▸ Aim of the exercise:
Exclude the images and transcribe the entries below precisely.

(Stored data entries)

------------------------------------

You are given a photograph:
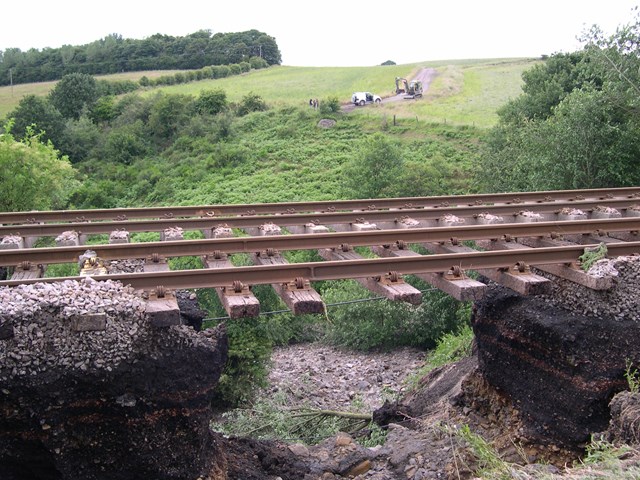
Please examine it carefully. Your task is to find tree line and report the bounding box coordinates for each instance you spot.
[0,29,281,86]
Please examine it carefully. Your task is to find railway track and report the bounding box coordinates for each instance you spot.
[1,187,639,318]
[0,197,638,238]
[1,186,639,225]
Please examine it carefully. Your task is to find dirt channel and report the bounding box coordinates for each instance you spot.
[341,67,437,112]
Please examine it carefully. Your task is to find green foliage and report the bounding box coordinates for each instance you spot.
[49,73,99,120]
[249,56,269,69]
[61,115,101,162]
[0,30,281,88]
[101,123,148,165]
[425,324,474,369]
[146,92,193,142]
[44,262,79,278]
[340,133,405,199]
[319,96,341,114]
[0,124,79,211]
[236,92,268,116]
[407,324,474,389]
[130,231,161,242]
[211,316,273,408]
[8,94,66,147]
[455,424,514,479]
[579,242,607,272]
[479,16,640,192]
[258,313,322,346]
[625,359,640,394]
[194,89,227,115]
[321,279,470,351]
[581,434,634,467]
[91,95,118,123]
[95,79,139,96]
[211,390,361,444]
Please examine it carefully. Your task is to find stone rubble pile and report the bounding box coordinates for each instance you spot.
[535,255,640,321]
[107,258,146,273]
[0,278,146,381]
[1,235,22,246]
[54,230,79,243]
[266,343,425,412]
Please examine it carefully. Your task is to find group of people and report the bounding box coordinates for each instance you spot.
[309,98,319,109]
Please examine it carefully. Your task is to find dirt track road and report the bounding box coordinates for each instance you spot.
[341,67,437,112]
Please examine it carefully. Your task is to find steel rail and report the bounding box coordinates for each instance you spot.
[1,198,638,238]
[2,187,640,224]
[2,242,639,290]
[1,217,639,267]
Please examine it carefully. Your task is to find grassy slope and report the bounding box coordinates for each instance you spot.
[0,58,536,126]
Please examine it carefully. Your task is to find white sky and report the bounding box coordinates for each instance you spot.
[1,1,637,67]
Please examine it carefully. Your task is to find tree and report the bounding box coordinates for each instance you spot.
[49,73,99,120]
[478,12,640,192]
[146,92,192,143]
[341,133,405,199]
[255,34,282,65]
[0,122,78,211]
[194,89,227,116]
[8,94,66,147]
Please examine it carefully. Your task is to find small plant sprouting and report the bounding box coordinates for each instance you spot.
[625,359,640,394]
[579,242,608,272]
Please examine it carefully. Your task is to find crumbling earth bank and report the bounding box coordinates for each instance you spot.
[0,280,228,480]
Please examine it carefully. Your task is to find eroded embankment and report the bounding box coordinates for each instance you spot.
[0,279,228,480]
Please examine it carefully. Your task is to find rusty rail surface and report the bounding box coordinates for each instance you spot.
[1,187,639,225]
[0,198,638,238]
[1,241,638,290]
[1,217,639,267]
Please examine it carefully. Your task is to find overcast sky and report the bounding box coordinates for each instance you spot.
[1,1,637,66]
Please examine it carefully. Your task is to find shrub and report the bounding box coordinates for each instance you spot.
[210,316,273,408]
[321,279,470,351]
[320,96,341,114]
[249,56,268,69]
[194,89,227,115]
[236,92,268,116]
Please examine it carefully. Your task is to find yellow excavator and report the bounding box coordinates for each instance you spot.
[395,77,423,99]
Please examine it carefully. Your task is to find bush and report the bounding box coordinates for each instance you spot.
[321,279,470,351]
[194,89,227,115]
[213,65,231,78]
[249,56,269,69]
[102,125,147,165]
[320,96,341,114]
[236,92,268,116]
[211,316,273,408]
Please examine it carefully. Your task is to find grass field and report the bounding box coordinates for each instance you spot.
[0,58,538,127]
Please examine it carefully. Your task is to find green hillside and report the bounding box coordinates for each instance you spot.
[0,58,536,126]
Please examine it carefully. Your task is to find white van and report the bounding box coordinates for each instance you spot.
[351,92,382,106]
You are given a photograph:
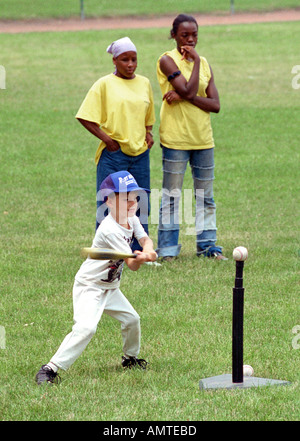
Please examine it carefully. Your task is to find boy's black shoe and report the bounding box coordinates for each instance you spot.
[35,365,61,385]
[122,356,148,370]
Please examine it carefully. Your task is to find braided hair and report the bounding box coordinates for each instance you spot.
[170,14,198,38]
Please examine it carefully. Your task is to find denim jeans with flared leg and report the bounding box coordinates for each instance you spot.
[157,146,222,258]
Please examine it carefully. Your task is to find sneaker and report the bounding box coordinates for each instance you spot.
[144,261,162,267]
[197,246,228,260]
[211,252,228,261]
[35,365,61,385]
[162,256,176,262]
[121,356,148,370]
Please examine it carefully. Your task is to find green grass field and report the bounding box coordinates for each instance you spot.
[0,18,299,421]
[0,0,299,19]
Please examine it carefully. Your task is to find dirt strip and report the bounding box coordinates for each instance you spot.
[0,9,299,34]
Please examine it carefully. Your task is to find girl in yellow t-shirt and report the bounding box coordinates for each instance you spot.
[76,37,155,250]
[156,14,227,261]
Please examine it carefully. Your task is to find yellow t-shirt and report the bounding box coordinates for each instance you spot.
[76,73,156,164]
[157,48,214,150]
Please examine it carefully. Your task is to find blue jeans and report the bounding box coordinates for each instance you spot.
[96,148,150,251]
[157,146,222,257]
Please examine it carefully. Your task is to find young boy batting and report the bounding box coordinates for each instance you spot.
[35,171,157,385]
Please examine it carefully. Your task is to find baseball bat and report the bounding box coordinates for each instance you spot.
[81,247,137,260]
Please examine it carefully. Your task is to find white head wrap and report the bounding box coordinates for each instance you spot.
[106,37,137,58]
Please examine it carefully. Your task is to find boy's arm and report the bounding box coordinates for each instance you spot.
[125,236,157,271]
[139,236,157,258]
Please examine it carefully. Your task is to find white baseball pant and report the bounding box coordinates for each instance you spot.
[50,280,141,370]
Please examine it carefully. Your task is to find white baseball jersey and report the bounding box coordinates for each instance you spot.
[75,213,147,289]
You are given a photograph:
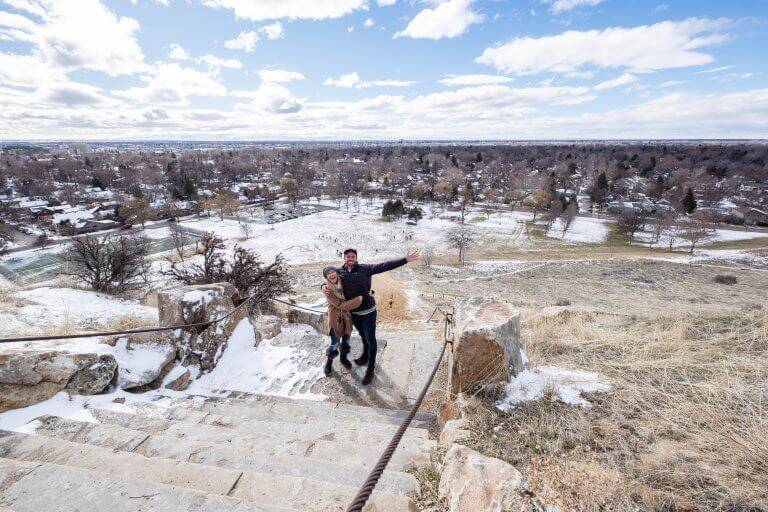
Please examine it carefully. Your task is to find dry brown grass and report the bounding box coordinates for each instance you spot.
[411,460,448,512]
[372,272,413,323]
[459,307,768,512]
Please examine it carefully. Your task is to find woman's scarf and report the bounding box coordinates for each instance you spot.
[326,280,346,304]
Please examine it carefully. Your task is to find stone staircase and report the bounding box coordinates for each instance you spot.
[0,392,437,511]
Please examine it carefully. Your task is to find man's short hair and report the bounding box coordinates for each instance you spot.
[343,248,358,256]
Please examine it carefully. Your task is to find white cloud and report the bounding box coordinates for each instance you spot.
[168,43,190,60]
[439,74,514,86]
[696,65,733,74]
[196,54,243,69]
[225,31,260,52]
[261,21,284,39]
[659,80,683,87]
[112,63,227,104]
[594,72,638,90]
[395,0,484,40]
[324,72,417,88]
[40,81,113,106]
[542,0,605,14]
[377,0,397,5]
[201,0,367,21]
[258,69,306,83]
[232,83,302,114]
[224,23,283,52]
[477,18,729,76]
[0,52,64,87]
[364,18,374,28]
[0,0,146,76]
[407,84,593,113]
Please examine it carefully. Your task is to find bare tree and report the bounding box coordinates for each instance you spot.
[119,198,156,228]
[236,210,254,239]
[526,189,550,222]
[201,192,240,221]
[648,210,676,247]
[169,224,192,260]
[562,201,578,236]
[164,232,292,302]
[546,197,564,229]
[60,234,150,293]
[616,209,645,244]
[446,225,477,266]
[680,212,716,253]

------------------------------------

▸ Exercise response:
You are given a photograph:
Please examine it carefully. Your task is to find tree line and report the bounding box coordinates for each instance you spot.
[0,29,281,86]
Please examine it carefully. Your task is to find railway track and report the bounding box coordinates for each instance you spot.
[1,187,639,318]
[0,197,638,238]
[1,186,639,225]
Please examine it carefully. Your task is to find dirt channel and report the bounding box coordinates for each instance you spot.
[341,67,437,112]
Please examine it carefully. Your task is to find green foliage and report the bounding box coordinates for each instance you spot.
[49,73,99,120]
[249,56,269,69]
[61,115,101,162]
[0,30,281,88]
[101,123,148,165]
[425,324,474,369]
[146,92,193,142]
[44,262,79,278]
[340,133,405,199]
[319,96,341,114]
[0,124,79,211]
[236,92,268,116]
[407,324,474,389]
[130,231,161,242]
[211,316,273,408]
[8,94,66,147]
[455,424,514,479]
[579,242,607,272]
[479,16,640,192]
[258,313,322,346]
[625,359,640,394]
[194,89,227,115]
[321,279,470,351]
[581,434,634,467]
[91,95,118,123]
[95,79,139,96]
[211,390,361,444]
Please examine it carefully. Your task is to find stone rubble pile and report the bounding box coordinates for each instance you spot.
[535,255,640,321]
[107,258,146,273]
[0,278,146,381]
[1,235,22,246]
[54,230,79,243]
[266,343,425,412]
Please examine it carefully. Your task is to find group of people and report the bounding box coordinates for each instance you spot.
[309,98,319,109]
Please examine it carefully. Your task is to find dirt track road and report the bounding box coordinates for each instance you spot.
[341,67,437,112]
Please examine it carefully. Your task is to find steel rail and report the bounding box coordinates for each instance you spot.
[1,198,638,238]
[2,187,640,224]
[2,242,639,290]
[1,217,639,267]
Please examine it carefully. Your task is to find grassy slope and report the bounding box coordinates for each instance you spot.
[0,58,536,126]
Please examine it carefully. Your task is to find white sky and report the bounding box coordinates for each instance you spot.
[1,1,637,67]
Please examine it carefully. Your task is to find tree and report the bounding box coordinates for each instance you spot.
[49,73,99,120]
[478,12,640,192]
[146,92,192,143]
[341,133,405,199]
[255,34,282,65]
[0,122,78,211]
[194,89,227,116]
[8,94,66,147]
Please examine it carefully. Your task is to find small plant sprouting and report the bounding box coordinates for each instance you spot.
[625,359,640,394]
[579,242,608,272]
Please examine it carefully. Your task is to find crumbling earth bank and report the bounding box coordinates for each instance you spot.
[0,280,228,480]
Please examine it carefully. Your task is to find eroded embankment and report the bounding box coordinates for each instance you spot.
[0,279,228,480]
Please examine it carefully. Your task is to find rusty rail surface and report the bounding box coordinates for each instance you spot.
[1,187,639,225]
[0,198,638,238]
[1,241,638,290]
[1,217,639,267]
Please examine it carefully. Your task is to find overcast sky and report the bounding box coordinates for each instance you spot.
[1,1,637,66]
Please examine it carefully. Your task is to find shrub and report the bounding box coordinates for each instance you spot.
[210,316,273,408]
[321,279,470,351]
[320,96,341,114]
[249,56,268,69]
[194,89,227,115]
[236,92,268,116]
Please examine it carefully. Your task is to find yellow excavator and report the bounding box coordinates for each instance you spot.
[395,77,423,99]
Please examine it carefully. Your task is to find bush and report the bounding box coordinates for each instance you spot.
[321,279,470,351]
[194,89,227,115]
[213,65,231,78]
[249,56,269,69]
[102,125,147,165]
[320,96,341,114]
[236,92,268,116]
[211,316,273,408]
Please examine it carefully. Your task is to find grass field and report the bounding box coordinates for each instance you spot.
[0,58,538,127]
Please examine it carefully. Your task is to find green hillside and report the bounding box coordinates for each instance you spot.
[0,58,536,126]
Please examine it carefully. Your task is to find white van and report the bounding box coordinates for each instance you spot.
[351,92,382,106]
You are given a photograph:
Please examine it carefully. Your task is to find boy's black shoe and report the bounding box coordinates for each instance you spot.
[35,365,61,385]
[122,356,148,370]
Please examine it carefully. Your task is to find braided hair and report the bounding box coordinates for each instance you spot.
[170,14,198,38]
Please examine it carefully. Your task is to find denim jeans with flared leg and report the bounding box coordinates for each instance you spot.
[157,146,222,258]
Please examine it carefully. Your task is to find sneaker and report the bounding box coordinates for each instance you spot.
[144,261,162,267]
[197,246,228,260]
[211,252,228,261]
[35,365,61,385]
[162,256,176,262]
[121,356,148,370]
Please examine it carefully. Your task is to find green grass field and report the bounding box coordinates for each instance you spot.
[0,18,299,421]
[0,0,299,19]
Please examine it carefully. Your task is to find dirt strip and report the bounding box coordinates for each instance you spot.
[0,9,299,34]
Please examine it carefully. Your task is to find girl in yellow t-shirt and report the bounding box coordinates for each instance you spot.
[76,37,155,250]
[156,14,227,261]
Please examine it carefully. Your task is to find yellow t-shirt and report the bounding box coordinates for each instance you spot.
[76,73,156,164]
[157,48,214,150]
Please examine it carefully. Your task is to find blue jeans and report the bounding box coordinates for each instance you spot.
[96,148,150,251]
[157,146,222,257]
Please examine it carefully. Your task is to find young boy batting and report the bounding box coordinates for each instance you spot.
[35,171,157,385]
Please examine it carefully. Your task is to find baseball bat and report the bounding box coordinates for each instance you spot.
[81,247,137,260]
Please examine it carefully. Your task is to find white head wrap and report the bounding box coordinates for each instance you spot.
[106,37,137,58]
Please examine it carefully. Your task is to find boy's arm and report the bounding box coordinates for each instance you spot.
[125,236,157,271]
[139,236,157,258]
Please examine it carefully. Your task is to find white baseball pant and report the bounding box coordinates for each instance you spot.
[50,280,141,370]
Please examine it carefully. Your task is to find white baseball jersey and report the bounding box coordinates for each instance you spot.
[75,213,147,289]
You are given a photograph:
Please examine it carefully. Your task is to find dry brown grass and report the bounding box coordinates for each instance you spot.
[411,460,448,512]
[372,272,413,323]
[459,307,768,512]
Please examine it carefully. Your task is to find woman's scarf and report the bounding box coordinates for each instance you spot.
[326,280,346,304]
Please examine it carefully. Your task is to find stone staircase and report the bounding box coordinates for each instance you spot.
[0,392,437,511]
Please examine it carefully. Your task is to find man's short hair and report the bounding box coordinates for each instance you spot.
[343,248,358,256]
Please examine it carefully. Your task is to find white cloud and report the bounding box coordinates for each instance you spot.
[168,43,190,60]
[439,74,514,86]
[696,65,733,74]
[196,54,243,69]
[225,31,260,52]
[261,21,284,39]
[659,80,683,87]
[112,63,227,104]
[594,72,638,90]
[395,0,484,40]
[324,72,417,88]
[40,81,113,106]
[542,0,605,14]
[377,0,397,5]
[201,0,367,21]
[258,69,306,83]
[232,83,302,114]
[224,23,283,52]
[477,18,729,76]
[0,52,64,87]
[364,18,374,28]
[0,0,146,76]
[407,84,593,113]
Please examine it carefully. Your task is to find bare tree and report the bounding box coordinates for each instance you spot.
[119,198,156,228]
[236,210,254,239]
[526,189,550,222]
[201,192,240,221]
[648,210,676,247]
[169,224,192,260]
[562,201,578,236]
[164,232,292,302]
[546,197,564,229]
[60,234,150,293]
[616,209,645,244]
[446,225,477,266]
[680,212,716,253]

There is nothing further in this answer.